Yep, just hearing this on CBC. The stellar year continues. He was a very talented guy.


----------



## Lola (Nov 16, 2014)

My son just texted me! OMG this is just getting to be crazy! Only 57 years of age! RIP Prince!


----------



## Diablo (Dec 20, 2007)

wow...he was one of the first ppl outside of my genre that I considered to be a genius (musically).
shame.


----------



## GuitarsCanada (Dec 30, 2005)

A tremendous talent and a fabulous guitar player.


----------



## mhammer (Nov 30, 2007)

Wow. Just...wow. I'd been following the guy since his very first album in the late 70's. He crystallized nearly everything that had happened in Afro-American music over the past 50 years, from Jackie Wilson, through James Brown, Bootsy and Clinton, and beyond. Very much the Springsteen or Bowie of funk, in that he both created and echoed trends in a way that had both creativity directing the future and respect for the past. Big big talent in a little package.


----------



## fretboard (May 31, 2006)

> _Data_:
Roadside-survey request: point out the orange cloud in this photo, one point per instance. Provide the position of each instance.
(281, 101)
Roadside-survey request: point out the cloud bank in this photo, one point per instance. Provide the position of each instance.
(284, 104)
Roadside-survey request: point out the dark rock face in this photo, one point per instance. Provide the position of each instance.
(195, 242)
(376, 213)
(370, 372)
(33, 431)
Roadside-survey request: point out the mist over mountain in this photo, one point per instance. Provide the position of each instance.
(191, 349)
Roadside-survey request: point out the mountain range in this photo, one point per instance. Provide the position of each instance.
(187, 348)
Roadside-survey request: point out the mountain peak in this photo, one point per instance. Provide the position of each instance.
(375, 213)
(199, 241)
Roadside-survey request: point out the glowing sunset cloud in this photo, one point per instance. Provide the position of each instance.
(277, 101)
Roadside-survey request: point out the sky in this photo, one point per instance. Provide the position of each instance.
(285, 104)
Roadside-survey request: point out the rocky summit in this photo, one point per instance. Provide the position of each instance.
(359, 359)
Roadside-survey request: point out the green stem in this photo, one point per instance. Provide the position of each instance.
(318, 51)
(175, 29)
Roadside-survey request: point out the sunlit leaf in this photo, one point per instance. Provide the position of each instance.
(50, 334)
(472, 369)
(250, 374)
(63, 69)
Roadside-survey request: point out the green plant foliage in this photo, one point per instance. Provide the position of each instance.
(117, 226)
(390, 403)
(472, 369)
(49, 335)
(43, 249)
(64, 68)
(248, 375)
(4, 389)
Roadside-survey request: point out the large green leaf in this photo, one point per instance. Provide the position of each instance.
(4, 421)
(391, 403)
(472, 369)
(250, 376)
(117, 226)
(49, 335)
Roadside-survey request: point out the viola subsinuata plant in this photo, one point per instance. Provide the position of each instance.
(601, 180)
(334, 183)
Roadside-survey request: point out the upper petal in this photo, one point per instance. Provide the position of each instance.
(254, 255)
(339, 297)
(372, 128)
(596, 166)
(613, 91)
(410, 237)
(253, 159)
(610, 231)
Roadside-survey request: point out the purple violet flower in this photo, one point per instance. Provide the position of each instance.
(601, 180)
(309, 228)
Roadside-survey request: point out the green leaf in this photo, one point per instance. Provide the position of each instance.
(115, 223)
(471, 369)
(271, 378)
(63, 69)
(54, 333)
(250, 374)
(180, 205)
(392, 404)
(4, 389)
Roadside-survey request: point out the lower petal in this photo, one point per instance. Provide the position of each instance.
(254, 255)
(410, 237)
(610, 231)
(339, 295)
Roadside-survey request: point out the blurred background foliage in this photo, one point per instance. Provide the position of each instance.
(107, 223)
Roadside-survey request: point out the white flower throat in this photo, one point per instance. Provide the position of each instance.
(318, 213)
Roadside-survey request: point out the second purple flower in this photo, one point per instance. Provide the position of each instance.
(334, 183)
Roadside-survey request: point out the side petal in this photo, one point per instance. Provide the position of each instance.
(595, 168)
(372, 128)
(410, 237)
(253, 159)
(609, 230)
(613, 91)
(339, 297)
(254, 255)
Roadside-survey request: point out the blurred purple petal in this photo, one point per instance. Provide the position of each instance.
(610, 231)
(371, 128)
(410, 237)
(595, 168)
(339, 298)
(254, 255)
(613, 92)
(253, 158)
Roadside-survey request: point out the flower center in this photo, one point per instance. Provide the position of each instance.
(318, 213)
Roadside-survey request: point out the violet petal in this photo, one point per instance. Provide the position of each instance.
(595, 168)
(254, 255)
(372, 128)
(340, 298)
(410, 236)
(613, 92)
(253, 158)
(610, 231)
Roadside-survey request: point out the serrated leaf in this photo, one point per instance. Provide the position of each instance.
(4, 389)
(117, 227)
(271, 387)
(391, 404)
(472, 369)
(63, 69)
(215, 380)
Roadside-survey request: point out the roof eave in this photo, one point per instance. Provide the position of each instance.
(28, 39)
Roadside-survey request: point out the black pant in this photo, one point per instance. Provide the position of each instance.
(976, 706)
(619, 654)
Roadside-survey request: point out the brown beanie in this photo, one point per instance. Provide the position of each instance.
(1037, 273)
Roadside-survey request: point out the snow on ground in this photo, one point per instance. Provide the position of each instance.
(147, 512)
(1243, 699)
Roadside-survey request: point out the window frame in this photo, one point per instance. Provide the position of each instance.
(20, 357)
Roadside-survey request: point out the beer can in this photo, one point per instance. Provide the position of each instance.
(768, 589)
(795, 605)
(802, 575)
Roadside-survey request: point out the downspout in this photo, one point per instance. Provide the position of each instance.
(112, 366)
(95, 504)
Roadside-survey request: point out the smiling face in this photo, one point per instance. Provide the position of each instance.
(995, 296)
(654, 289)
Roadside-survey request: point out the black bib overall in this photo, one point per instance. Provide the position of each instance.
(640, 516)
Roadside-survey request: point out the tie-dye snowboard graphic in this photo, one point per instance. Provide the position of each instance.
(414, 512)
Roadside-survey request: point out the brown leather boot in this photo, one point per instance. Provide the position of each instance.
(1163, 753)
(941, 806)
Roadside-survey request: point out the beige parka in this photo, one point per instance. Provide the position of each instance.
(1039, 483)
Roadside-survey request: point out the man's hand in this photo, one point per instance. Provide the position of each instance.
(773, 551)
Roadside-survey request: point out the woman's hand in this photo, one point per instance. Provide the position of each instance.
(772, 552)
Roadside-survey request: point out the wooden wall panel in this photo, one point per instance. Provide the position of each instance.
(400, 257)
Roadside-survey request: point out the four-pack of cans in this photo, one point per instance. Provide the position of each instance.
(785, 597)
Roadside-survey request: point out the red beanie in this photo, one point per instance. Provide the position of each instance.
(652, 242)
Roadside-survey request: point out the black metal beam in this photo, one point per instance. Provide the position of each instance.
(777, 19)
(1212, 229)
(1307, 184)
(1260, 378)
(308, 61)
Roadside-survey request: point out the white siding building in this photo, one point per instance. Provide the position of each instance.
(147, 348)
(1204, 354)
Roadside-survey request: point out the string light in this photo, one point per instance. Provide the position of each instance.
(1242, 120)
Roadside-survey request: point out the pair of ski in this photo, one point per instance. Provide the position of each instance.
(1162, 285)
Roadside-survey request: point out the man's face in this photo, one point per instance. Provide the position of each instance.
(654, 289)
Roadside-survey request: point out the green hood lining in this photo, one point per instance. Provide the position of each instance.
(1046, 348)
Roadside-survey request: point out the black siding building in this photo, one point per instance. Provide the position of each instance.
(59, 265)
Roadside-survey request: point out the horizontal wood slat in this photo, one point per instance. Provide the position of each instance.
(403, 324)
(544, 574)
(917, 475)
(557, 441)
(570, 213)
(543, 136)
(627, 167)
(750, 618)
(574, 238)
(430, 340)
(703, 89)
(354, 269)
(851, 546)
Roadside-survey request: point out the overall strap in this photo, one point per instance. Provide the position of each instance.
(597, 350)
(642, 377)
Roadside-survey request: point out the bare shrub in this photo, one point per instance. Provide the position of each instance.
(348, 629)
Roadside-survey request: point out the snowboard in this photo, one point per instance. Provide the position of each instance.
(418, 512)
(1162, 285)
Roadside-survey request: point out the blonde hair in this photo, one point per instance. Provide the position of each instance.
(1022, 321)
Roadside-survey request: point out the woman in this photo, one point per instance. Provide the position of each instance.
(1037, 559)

> _What is required_:
In the forum thread about Prince, repeat word for word the passage that begins at "## mhammer (Nov" and stops after "a little package.".

> _Response_:
## mhammer (Nov 30, 2007)

Wow. Just...wow. I'd been following the guy since his very first album in the late 70's. He crystallized nearly everything that had happened in Afro-American music over the past 50 years, from Jackie Wilson, through James Brown, Bootsy and Clinton, and beyond. Very much the Springsteen or Bowie of funk, in that he both created and echoed trends in a way that had both creativity directing the future and respect for the past. Big big talent in a little package.